(Your tasks):
• A. In the passage on California prisons, how many prison staff members have died?
• B. Reproduce everything in the passage on California prisons from "To read more" down to "since last week.".

Several public defender’s offices have also been advocating for additional releases- more specifically, the release of 21 people from San Quentin (SQ) through Habeas petitions, which argue that being held in SQ right now is cruel and unusual punishment.
To read more about used actions, refer to this article from the Vanguard: https://www.davisvanguard.org/2020/07/efforts-to-release-incarcerated-from-san-quentin-move-forward-in-marin-county-superior-court/.
CDCR Comparisons – California and the US
According to the Marshall Project, California prisons remain third in the country in number of confirmed cases, following Texas and Federal prisons – making up nearly 9.8% of total cases among incarcerated people. California makes up 6% of the total deaths in prison.
There have been at least 1,665 cases of coronavirus reported among prison staff. Three staff members have died while 689 have recovered.
CDCR and CCHCS Precautions
CDCR and CCHCS have not had any significant changes in protocol since last week.
The Department Operations Center, “a central location where CDCR/CCHCS experts monitor information, prepare for known and unknown events, and exchange information centrally in order to make decisions and provide guidance quickly” continues to operate.
All movement between facilities remains halted, including transfers and visitation. Anyone entering the facilities are having temperatures checked and being screened. Masks and sanitizer are provided for all inmates and staff members.

(Record extracts):
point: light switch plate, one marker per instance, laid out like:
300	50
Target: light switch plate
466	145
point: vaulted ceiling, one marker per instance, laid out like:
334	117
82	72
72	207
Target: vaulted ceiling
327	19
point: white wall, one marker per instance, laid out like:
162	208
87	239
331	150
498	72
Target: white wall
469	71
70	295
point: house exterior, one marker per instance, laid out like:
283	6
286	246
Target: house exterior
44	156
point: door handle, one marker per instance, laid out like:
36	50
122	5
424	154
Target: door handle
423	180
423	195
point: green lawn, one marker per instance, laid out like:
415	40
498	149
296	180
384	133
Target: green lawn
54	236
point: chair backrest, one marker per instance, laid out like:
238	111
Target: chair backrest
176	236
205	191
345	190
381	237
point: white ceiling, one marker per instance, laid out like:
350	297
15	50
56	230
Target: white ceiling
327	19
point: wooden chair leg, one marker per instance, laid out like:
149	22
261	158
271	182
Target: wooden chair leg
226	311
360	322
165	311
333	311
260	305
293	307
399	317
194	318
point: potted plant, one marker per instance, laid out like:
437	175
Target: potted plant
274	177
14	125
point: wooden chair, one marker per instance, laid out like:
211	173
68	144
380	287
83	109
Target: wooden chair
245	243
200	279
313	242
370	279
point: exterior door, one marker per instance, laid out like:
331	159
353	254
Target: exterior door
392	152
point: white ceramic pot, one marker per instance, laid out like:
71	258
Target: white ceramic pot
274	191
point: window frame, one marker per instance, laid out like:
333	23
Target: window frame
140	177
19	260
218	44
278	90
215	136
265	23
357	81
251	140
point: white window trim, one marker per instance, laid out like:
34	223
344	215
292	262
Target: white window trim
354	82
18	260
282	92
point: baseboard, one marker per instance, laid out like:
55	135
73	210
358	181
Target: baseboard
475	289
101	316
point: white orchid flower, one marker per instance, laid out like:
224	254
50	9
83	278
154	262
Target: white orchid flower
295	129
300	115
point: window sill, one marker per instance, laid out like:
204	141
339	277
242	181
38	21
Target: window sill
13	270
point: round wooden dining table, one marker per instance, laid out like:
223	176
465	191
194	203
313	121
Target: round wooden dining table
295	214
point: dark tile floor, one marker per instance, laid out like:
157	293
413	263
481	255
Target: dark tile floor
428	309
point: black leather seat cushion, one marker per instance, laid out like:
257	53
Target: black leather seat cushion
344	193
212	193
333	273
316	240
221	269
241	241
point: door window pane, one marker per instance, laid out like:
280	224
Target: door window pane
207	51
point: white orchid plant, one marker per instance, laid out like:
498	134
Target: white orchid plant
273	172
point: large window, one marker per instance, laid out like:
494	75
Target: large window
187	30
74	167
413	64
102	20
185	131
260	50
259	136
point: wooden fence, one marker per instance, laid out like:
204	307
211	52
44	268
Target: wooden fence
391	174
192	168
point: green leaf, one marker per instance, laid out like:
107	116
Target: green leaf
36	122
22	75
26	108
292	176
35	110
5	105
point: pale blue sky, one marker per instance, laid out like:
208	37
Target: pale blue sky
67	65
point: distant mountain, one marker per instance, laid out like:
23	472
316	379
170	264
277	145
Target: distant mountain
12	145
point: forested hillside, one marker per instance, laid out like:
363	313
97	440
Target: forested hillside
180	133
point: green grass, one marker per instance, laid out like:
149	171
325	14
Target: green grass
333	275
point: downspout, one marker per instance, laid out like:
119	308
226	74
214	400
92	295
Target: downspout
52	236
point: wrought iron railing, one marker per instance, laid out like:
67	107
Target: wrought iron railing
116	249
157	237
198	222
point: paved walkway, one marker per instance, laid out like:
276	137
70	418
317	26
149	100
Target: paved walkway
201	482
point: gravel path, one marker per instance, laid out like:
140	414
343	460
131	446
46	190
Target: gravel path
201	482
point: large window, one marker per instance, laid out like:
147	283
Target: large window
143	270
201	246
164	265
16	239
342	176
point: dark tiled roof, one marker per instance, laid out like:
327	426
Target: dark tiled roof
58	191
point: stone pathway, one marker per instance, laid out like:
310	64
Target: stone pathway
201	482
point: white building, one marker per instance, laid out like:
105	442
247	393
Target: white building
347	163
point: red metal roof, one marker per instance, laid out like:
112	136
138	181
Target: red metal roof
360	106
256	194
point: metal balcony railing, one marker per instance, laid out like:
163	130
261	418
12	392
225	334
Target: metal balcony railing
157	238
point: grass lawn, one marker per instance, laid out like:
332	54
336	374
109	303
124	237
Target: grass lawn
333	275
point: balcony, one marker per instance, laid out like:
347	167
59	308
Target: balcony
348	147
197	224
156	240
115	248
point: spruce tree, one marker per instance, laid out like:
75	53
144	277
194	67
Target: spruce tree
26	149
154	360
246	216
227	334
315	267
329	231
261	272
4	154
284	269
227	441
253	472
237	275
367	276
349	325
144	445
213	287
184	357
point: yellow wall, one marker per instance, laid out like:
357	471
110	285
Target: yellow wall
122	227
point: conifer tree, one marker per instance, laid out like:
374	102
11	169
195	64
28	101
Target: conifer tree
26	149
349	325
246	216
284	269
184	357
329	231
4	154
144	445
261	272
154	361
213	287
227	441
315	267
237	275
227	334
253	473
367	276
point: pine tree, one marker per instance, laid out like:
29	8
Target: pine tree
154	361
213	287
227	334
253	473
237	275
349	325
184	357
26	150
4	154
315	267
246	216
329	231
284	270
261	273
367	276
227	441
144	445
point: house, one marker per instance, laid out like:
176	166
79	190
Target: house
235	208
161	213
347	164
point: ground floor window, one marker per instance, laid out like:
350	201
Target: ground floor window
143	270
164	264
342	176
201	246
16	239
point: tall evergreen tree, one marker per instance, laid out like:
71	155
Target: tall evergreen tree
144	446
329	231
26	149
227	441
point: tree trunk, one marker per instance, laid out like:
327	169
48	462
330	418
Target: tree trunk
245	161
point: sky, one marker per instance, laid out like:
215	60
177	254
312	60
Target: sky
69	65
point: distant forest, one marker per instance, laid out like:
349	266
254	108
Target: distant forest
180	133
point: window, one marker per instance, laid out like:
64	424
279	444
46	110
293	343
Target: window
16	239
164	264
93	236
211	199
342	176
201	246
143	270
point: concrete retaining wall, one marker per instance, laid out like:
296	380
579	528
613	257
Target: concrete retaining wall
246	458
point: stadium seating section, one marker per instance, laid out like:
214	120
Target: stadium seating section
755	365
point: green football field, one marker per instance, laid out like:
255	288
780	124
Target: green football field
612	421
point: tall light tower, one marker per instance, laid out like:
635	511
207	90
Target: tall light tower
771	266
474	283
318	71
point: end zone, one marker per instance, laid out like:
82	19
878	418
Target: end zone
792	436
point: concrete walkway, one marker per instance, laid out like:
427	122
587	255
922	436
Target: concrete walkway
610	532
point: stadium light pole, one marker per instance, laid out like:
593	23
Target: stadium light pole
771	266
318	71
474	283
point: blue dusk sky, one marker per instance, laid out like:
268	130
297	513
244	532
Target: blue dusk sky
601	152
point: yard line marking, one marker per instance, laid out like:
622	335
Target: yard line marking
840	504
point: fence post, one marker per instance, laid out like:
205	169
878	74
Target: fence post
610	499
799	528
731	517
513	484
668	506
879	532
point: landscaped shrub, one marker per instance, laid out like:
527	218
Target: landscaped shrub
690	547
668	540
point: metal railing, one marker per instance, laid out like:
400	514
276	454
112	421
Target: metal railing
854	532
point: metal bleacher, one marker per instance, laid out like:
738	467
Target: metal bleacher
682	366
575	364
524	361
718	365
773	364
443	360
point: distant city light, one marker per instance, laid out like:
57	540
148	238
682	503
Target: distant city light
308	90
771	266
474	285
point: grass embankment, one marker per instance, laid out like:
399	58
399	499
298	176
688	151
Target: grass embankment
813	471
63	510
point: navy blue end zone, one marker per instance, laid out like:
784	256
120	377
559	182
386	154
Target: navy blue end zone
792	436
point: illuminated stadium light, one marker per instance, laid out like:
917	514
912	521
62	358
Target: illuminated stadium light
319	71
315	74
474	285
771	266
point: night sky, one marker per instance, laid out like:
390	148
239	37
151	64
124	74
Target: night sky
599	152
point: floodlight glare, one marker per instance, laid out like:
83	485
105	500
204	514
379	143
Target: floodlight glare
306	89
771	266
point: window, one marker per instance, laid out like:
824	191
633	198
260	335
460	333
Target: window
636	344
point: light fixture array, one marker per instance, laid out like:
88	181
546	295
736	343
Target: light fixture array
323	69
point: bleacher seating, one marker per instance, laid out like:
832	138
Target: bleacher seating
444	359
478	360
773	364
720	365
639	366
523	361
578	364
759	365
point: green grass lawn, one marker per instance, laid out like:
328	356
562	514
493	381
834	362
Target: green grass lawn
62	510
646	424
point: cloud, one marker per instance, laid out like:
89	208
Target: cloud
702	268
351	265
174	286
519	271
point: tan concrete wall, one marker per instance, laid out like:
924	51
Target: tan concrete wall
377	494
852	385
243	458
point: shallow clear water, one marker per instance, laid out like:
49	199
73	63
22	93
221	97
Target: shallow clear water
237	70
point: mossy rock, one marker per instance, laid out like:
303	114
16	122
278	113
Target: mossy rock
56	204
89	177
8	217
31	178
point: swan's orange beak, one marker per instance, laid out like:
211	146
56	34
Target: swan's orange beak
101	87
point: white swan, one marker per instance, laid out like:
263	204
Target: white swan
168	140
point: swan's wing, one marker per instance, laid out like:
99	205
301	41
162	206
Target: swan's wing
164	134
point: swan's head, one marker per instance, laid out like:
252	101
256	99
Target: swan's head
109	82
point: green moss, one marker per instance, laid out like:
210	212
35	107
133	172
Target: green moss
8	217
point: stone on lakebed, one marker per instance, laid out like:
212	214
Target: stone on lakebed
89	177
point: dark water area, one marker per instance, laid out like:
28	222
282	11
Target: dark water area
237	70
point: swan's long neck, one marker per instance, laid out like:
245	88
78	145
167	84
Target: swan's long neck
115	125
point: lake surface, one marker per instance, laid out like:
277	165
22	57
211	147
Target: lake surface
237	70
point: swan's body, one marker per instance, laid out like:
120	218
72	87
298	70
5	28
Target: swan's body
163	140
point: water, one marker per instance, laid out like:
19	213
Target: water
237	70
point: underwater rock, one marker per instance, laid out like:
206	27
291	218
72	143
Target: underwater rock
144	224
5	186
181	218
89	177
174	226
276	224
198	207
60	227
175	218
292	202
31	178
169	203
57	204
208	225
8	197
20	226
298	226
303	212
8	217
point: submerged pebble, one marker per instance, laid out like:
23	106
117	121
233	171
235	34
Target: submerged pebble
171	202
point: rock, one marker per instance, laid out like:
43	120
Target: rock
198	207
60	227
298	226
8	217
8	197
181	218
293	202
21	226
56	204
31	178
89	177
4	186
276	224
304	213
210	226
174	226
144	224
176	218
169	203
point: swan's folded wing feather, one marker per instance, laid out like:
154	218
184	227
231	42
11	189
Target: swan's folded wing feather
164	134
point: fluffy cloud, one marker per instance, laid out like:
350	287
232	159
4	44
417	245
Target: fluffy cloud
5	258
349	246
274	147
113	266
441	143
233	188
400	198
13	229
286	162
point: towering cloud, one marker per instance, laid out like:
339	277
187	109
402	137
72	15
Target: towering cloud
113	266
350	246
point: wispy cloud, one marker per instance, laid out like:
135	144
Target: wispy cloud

(List of solutions):
• A. Three

• B.
To read more about used actions, refer to this article from the Vanguard: https://www.davisvanguard.org/2020/07/efforts-to-release-incarcerated-from-san-quentin-move-forward-in-marin-county-superior-court/.
CDCR Comparisons – California and the US
According to the Marshall Project, California prisons remain third in the country in number of confirmed cases, following Texas and Federal prisons – making up nearly 9.8% of total cases among incarcerated people. California makes up 6% of the total deaths in prison.
There have been at least 1,665 cases of coronavirus reported among prison staff. Three staff members have died while 689 have recovered.
CDCR and CCHCS Precautions
CDCR and CCHCS have not had any significant changes in protocol since last week.